-- Supplied data --
====

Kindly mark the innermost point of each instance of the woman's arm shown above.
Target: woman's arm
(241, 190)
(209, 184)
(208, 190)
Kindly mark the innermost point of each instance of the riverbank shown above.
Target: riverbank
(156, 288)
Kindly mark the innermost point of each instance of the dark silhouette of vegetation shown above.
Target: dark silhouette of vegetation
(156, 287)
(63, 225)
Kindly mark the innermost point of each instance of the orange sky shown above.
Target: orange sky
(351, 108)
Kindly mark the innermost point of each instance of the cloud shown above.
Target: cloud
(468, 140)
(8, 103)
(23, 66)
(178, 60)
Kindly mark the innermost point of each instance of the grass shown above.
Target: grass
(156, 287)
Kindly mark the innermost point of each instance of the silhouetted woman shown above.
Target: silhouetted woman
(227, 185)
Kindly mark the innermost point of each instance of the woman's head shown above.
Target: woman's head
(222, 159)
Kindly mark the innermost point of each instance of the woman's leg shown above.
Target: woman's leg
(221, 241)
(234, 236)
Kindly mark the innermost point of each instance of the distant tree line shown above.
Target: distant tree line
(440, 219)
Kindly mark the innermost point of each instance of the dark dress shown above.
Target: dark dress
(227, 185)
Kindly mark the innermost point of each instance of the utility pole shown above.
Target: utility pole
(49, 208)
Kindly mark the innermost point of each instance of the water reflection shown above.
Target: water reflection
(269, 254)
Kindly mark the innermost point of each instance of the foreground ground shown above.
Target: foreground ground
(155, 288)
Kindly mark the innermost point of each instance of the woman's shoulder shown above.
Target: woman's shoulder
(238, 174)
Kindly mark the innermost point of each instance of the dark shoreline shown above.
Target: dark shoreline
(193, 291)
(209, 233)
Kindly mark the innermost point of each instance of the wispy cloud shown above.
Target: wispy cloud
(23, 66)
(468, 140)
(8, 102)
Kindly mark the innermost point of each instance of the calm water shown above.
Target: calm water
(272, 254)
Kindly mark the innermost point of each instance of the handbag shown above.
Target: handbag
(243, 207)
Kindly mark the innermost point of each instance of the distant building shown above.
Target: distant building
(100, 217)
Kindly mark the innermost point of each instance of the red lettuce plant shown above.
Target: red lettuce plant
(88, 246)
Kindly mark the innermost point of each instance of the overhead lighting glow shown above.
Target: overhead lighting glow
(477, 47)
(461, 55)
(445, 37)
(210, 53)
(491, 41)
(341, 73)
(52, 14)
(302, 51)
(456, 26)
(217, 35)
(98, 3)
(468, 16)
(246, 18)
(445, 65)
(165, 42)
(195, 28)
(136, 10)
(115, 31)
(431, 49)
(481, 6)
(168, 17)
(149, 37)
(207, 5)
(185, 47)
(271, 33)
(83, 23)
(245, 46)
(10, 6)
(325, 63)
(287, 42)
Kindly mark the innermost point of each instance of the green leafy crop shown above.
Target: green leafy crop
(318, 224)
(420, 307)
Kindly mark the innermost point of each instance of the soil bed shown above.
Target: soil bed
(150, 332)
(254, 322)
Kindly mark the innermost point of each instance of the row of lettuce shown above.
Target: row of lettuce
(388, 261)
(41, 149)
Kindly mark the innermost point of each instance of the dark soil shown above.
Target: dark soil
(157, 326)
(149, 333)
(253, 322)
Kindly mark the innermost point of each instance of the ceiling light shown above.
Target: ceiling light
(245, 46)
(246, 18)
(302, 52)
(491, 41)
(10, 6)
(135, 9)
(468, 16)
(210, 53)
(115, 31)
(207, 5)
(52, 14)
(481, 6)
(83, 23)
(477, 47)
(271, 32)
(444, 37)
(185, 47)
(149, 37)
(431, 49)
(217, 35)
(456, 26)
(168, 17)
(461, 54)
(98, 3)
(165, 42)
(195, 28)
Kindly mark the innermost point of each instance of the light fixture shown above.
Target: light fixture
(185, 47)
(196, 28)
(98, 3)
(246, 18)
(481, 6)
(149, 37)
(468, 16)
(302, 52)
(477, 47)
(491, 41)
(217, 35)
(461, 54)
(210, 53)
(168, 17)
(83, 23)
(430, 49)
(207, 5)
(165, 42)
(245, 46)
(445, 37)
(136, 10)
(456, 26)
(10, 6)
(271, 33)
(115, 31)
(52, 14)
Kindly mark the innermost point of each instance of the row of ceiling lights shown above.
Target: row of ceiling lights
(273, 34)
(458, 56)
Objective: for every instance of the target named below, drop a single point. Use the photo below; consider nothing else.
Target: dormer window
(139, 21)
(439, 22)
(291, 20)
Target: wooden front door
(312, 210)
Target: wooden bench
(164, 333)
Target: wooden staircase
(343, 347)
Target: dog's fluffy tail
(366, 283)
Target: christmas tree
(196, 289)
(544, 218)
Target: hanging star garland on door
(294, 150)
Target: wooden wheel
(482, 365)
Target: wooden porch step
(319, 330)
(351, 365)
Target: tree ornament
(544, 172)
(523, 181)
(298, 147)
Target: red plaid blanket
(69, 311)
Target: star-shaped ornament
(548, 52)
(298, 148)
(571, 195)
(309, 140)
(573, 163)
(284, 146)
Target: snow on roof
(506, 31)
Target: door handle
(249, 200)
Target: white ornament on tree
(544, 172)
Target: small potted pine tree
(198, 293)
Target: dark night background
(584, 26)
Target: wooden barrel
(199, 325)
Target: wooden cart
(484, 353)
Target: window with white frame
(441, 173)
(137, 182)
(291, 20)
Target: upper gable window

====

-- Task description --
Arrange the entries above as a Markdown table with the columns "Row" and "Text". Begin at the line that contains "Target: star-shaped ornament", stop after the last line of the entries, and leave out blank lines.

-- Solved problem --
| Row | Text |
|---|---|
| 1 | Target: star-shaped ornament |
| 2 | (548, 52) |
| 3 | (298, 148) |
| 4 | (571, 195) |
| 5 | (309, 140) |
| 6 | (573, 163) |
| 7 | (284, 146) |
| 8 | Target: snow on roof |
| 9 | (506, 31) |
| 10 | Target: door handle |
| 11 | (249, 200) |
| 12 | Target: white ornament on tree |
| 13 | (544, 172) |
| 14 | Target: small potted pine tree |
| 15 | (198, 293) |
| 16 | Target: dark night background |
| 17 | (584, 26) |
| 18 | Target: wooden barrel |
| 19 | (199, 325) |
| 20 | Target: wooden cart |
| 21 | (484, 353) |
| 22 | Target: window with white frame |
| 23 | (441, 173) |
| 24 | (137, 182) |
| 25 | (291, 20) |
| 26 | Target: upper gable window |